:: GIVEN EXERCISE ::
Copy out the whole listing below word for word, keeping every line in its original order.

(Records from a data collection)
>> start

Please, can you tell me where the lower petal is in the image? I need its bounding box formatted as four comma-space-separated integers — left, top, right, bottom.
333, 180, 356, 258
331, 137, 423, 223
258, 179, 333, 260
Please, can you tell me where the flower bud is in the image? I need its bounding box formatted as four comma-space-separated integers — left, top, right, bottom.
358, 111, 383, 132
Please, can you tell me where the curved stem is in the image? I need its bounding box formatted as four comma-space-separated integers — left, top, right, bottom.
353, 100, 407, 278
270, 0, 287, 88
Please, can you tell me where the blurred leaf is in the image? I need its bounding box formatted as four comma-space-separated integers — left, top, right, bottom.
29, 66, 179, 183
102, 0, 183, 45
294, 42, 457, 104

>> end

:: EXERCISE RESPONSE ::
Please, can you tell me where the lower petal is in the image? I need its bounding box formatted as four comma-space-separated integers — left, top, right, bottom.
333, 180, 356, 258
331, 137, 423, 223
258, 179, 333, 260
Please, can you tell me where the flower bud is in the image? I need its bounding box formatted as four comma-space-separated integers — left, top, right, bottom.
358, 111, 383, 132
Please, can you tell me where the curved stem is in the image? I need its bounding box formatted as four comma-space-separated integers — left, top, right, bottom.
353, 100, 407, 278
270, 0, 287, 88
Please, can you tell me where the blurred leaf is in the image? I need its bounding box formatted as four comma-space-separated integers — left, top, right, bottom.
29, 66, 179, 183
102, 0, 183, 45
294, 42, 457, 104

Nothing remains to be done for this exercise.